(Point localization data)
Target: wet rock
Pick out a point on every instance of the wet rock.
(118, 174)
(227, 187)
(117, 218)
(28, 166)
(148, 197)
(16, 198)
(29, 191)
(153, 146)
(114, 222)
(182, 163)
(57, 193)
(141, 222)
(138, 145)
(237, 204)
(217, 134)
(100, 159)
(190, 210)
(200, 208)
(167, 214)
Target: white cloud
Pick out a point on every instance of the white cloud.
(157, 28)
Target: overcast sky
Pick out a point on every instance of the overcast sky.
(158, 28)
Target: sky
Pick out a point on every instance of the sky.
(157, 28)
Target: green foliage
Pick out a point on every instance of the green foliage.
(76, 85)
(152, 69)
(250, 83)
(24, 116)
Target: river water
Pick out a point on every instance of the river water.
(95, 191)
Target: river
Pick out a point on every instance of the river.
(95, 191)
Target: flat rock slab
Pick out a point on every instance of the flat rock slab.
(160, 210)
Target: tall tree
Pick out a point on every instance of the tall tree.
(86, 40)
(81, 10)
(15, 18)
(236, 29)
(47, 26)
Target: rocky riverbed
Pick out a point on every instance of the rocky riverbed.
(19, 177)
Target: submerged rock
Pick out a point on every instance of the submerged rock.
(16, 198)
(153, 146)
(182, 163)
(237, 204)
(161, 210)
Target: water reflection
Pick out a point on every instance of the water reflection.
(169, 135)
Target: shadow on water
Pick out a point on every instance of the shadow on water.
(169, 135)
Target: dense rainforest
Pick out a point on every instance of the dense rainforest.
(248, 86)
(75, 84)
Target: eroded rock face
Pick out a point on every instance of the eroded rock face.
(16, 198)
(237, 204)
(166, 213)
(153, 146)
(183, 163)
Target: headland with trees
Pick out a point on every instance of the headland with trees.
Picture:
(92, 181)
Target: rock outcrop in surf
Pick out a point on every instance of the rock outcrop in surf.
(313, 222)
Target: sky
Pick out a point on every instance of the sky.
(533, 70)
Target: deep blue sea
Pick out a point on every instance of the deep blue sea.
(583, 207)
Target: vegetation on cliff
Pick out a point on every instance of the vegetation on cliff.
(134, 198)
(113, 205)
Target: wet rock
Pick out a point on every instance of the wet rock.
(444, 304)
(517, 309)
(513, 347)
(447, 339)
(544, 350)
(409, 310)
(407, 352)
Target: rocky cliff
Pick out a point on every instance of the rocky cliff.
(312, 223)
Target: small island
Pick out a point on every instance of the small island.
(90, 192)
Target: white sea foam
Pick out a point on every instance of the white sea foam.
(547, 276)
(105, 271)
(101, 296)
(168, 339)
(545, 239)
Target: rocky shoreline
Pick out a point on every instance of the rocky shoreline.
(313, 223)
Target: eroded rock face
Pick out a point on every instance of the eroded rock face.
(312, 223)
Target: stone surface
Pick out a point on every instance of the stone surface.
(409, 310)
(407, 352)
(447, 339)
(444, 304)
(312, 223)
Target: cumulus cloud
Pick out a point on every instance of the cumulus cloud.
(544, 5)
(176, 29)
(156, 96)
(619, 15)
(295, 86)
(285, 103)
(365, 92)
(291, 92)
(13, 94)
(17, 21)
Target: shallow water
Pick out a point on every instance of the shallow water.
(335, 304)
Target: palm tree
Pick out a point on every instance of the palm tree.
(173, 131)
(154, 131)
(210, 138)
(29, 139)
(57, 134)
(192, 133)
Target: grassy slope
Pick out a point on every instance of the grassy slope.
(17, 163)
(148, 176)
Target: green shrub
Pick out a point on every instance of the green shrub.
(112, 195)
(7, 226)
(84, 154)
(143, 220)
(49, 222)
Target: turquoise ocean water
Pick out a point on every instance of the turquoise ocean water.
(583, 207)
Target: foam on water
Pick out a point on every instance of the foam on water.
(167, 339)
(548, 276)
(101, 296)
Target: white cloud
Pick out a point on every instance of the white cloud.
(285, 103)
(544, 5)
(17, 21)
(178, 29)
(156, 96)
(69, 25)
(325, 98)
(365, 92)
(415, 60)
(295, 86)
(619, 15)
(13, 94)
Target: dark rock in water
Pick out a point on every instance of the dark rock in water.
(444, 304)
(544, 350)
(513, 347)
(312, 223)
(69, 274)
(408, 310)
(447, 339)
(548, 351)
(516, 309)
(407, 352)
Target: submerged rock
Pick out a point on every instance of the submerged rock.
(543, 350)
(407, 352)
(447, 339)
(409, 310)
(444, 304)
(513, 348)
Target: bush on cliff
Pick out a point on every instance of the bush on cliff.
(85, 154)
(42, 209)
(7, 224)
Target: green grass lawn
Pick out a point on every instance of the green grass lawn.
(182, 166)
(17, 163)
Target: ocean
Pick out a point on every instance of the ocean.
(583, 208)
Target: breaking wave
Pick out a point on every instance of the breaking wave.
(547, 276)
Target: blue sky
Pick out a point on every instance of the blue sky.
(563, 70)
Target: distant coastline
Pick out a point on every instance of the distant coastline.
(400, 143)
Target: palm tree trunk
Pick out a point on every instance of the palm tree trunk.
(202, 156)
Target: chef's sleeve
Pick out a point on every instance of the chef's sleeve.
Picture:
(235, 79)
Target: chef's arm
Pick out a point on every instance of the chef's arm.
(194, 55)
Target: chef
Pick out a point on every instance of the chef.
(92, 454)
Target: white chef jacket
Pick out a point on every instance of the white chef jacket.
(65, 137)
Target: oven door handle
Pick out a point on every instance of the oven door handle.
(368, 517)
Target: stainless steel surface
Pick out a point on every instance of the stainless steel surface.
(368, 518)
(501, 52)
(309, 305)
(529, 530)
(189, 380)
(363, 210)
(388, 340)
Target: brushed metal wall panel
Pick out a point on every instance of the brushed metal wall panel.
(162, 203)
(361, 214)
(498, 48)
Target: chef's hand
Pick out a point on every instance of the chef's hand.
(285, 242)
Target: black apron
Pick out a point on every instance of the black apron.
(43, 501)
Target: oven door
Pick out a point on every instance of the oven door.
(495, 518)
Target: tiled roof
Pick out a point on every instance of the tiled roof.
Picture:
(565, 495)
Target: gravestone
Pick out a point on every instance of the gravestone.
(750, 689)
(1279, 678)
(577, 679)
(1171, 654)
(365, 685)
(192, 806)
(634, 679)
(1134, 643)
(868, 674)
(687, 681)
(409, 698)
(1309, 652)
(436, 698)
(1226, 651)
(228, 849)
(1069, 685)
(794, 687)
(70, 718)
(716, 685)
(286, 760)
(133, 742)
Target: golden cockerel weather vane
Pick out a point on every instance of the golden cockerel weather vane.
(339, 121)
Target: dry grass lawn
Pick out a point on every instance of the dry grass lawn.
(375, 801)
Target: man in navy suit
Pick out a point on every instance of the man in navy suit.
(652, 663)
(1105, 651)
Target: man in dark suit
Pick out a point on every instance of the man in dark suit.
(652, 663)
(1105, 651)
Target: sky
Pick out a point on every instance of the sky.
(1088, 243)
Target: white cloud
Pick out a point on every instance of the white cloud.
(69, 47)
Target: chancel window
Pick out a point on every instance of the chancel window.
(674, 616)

> [What to do]:
The records above should be restated word for word, please.

> [Answer]:
Target: wet rock
Pick out a point on every instance of the wet rock.
(118, 174)
(227, 187)
(117, 218)
(28, 166)
(148, 197)
(16, 198)
(29, 191)
(153, 146)
(114, 222)
(182, 163)
(57, 193)
(141, 222)
(138, 145)
(237, 204)
(217, 134)
(100, 159)
(190, 210)
(200, 208)
(167, 214)
Target: white cloud
Pick out a point on every instance of the white cloud.
(157, 28)
Target: overcast sky
Pick out a point on every instance of the overcast sky.
(158, 28)
Target: sky
Pick out a point on every instance of the sky.
(157, 28)
Target: green foliage
Pick out a point on every instance of the green foliage.
(76, 85)
(152, 69)
(250, 83)
(24, 116)
Target: river water
Pick out a point on every instance of the river water.
(95, 191)
Target: river
Pick out a point on every instance of the river.
(95, 191)
Target: flat rock slab
Pick out a point on every instance of the flat rock slab.
(160, 210)
Target: tall tree
Pick out a point on every instance of the tall tree.
(86, 40)
(81, 10)
(15, 18)
(236, 29)
(47, 26)
Target: rocky riverbed
Pick out a point on every instance of the rocky riverbed.
(19, 177)
Target: submerged rock
Pick out a point on every instance of the submerged rock.
(16, 198)
(153, 146)
(182, 163)
(237, 204)
(161, 210)
Target: water reflection
Pick out a point on every instance of the water reflection.
(169, 135)
Target: shadow on water
Pick out a point on every instance of the shadow on water.
(169, 135)
Target: dense rainforest
Pick out a point on every instance of the dense rainforest.
(248, 86)
(75, 84)
Target: eroded rock face
Pick out a point on every instance of the eroded rock face.
(16, 198)
(237, 204)
(166, 213)
(153, 146)
(183, 163)
Target: headland with trees
Pick out a point on every instance of the headland with trees.
Picture:
(92, 181)
Target: rock outcrop in surf
Pick out a point on every instance of the rock outcrop in surf.
(313, 222)
Target: sky
Pick out a point on every instance of the sky.
(533, 70)
Target: deep blue sea
Pick out a point on every instance of the deep blue sea.
(583, 207)
Target: vegetation on cliff
Pick out a point on every instance of the vegetation on cliff.
(134, 198)
(113, 205)
Target: wet rock
Pick out a point on every instance of the wet rock.
(444, 304)
(517, 309)
(513, 347)
(447, 339)
(544, 350)
(409, 310)
(407, 352)
Target: rocky cliff
Pick out a point on every instance of the rocky cliff.
(312, 223)
Target: small island
Pick out a point on every instance of the small island.
(90, 192)
Target: white sea foam
Pick out a point on every instance of the white sea foam.
(547, 276)
(105, 271)
(101, 296)
(168, 339)
(545, 239)
Target: rocky shoreline
Pick out a point on every instance of the rocky shoreline.
(313, 223)
Target: eroded rock face
Pick out a point on every instance of the eroded rock face.
(312, 223)
Target: stone surface
Pick out a point on every instance of the stone surface.
(409, 310)
(407, 352)
(447, 339)
(444, 304)
(312, 223)
Target: cumulus cloud
Pick out a point on every instance of the cumulus cloud.
(544, 5)
(176, 29)
(156, 96)
(619, 15)
(295, 86)
(285, 103)
(365, 92)
(291, 92)
(13, 94)
(17, 21)
Target: shallow water
Pick out a point on every instance of the shallow water.
(335, 304)
Target: palm tree
Pick out a point on every instance of the palm tree.
(173, 131)
(154, 131)
(210, 138)
(29, 139)
(57, 134)
(192, 133)
Target: grassy slope
Pick out a point on every instance of the grassy slope.
(17, 163)
(148, 176)
Target: green shrub
Pick out a point on every instance of the green shrub.
(112, 195)
(7, 226)
(84, 154)
(143, 220)
(49, 222)
Target: turquoise ocean water
Pick out a point on every instance of the turquoise ocean water.
(583, 207)
Target: foam on water
Pick out a point on every instance of the foam on water.
(167, 339)
(548, 276)
(101, 296)
Target: white cloud
Pick out a point on every instance of the white cloud.
(285, 103)
(544, 5)
(17, 21)
(178, 29)
(156, 96)
(69, 25)
(325, 98)
(365, 92)
(415, 60)
(295, 86)
(619, 15)
(13, 94)
Target: dark rock in water
Pick out a point on every instance of the dark rock in water.
(444, 304)
(544, 350)
(513, 347)
(312, 223)
(69, 274)
(408, 310)
(447, 339)
(548, 351)
(516, 309)
(407, 352)
Target: submerged rock
Pick out a point on every instance of the submerged rock.
(543, 350)
(407, 352)
(447, 339)
(409, 310)
(444, 304)
(513, 348)
Target: bush on cliff
Pick out a point on every instance of the bush on cliff.
(85, 154)
(42, 209)
(7, 224)
Target: green grass lawn
Pick out a point on every instance of the green grass lawn.
(182, 166)
(17, 163)
Target: ocean
Pick out a point on every instance of the ocean.
(583, 208)
Target: breaking wave
Pick out a point on every instance of the breaking wave.
(547, 276)
Target: blue sky
Pick out a point on every instance of the blue sky.
(563, 70)
Target: distant coastline
Pick out a point on every instance of the distant coastline.
(400, 143)
Target: palm tree trunk
Pick out a point on every instance of the palm tree trunk.
(202, 156)
Target: chef's sleeve
Pick out a point on every instance of the chef's sleeve.
Picture:
(235, 79)
Target: chef's arm
Pick out a point on every instance of the chef's arm.
(194, 55)
Target: chef
Pick out a point on every instance of the chef.
(92, 454)
Target: white chef jacket
Pick out a point on every instance of the white chef jacket.
(65, 137)
Target: oven door handle
Pick out a point on every instance of the oven door handle.
(368, 517)
Target: stainless steel surface
Pick out a point on every instance of the stainless steel surface.
(368, 518)
(501, 52)
(309, 305)
(529, 530)
(189, 380)
(363, 210)
(388, 340)
Target: brushed metal wall panel
Pick out a point on every instance of the brushed metal wall panel.
(162, 203)
(361, 214)
(498, 48)
Target: chef's hand
Pick out a point on every instance of the chef's hand.
(285, 242)
Target: black apron
Pick out a point on every instance of the black apron.
(43, 501)
Target: oven door
Pick out a point on every instance of the oven door.
(495, 518)
Target: tiled roof
Pick out a point on every instance of the tiled roof.
Picture:
(565, 495)
Target: gravestone
Pick out a point on every instance of the gravestone.
(750, 689)
(1279, 678)
(577, 679)
(1171, 654)
(365, 685)
(192, 806)
(634, 679)
(1134, 643)
(868, 674)
(687, 681)
(409, 698)
(1309, 652)
(436, 698)
(1226, 651)
(228, 849)
(1069, 685)
(794, 687)
(70, 718)
(716, 685)
(286, 760)
(133, 742)
Target: golden cockerel weather vane
Pick out a point on every instance of the golden cockerel weather vane.
(339, 121)
Target: dry grass lawn
Pick out a point on every instance of the dry grass lawn.
(375, 801)
Target: man in navy suit
Pick out a point on every instance of the man in navy suit.
(652, 663)
(1105, 651)
Target: man in dark suit
Pick out a point on every instance of the man in dark suit.
(652, 663)
(1105, 651)
Target: sky
Pick out a point on every instance of the sky.
(1088, 243)
Target: white cloud
Pick out a point on every instance of the white cloud.
(69, 47)
Target: chancel window
Pick out a point on every instance of the chancel window.
(674, 616)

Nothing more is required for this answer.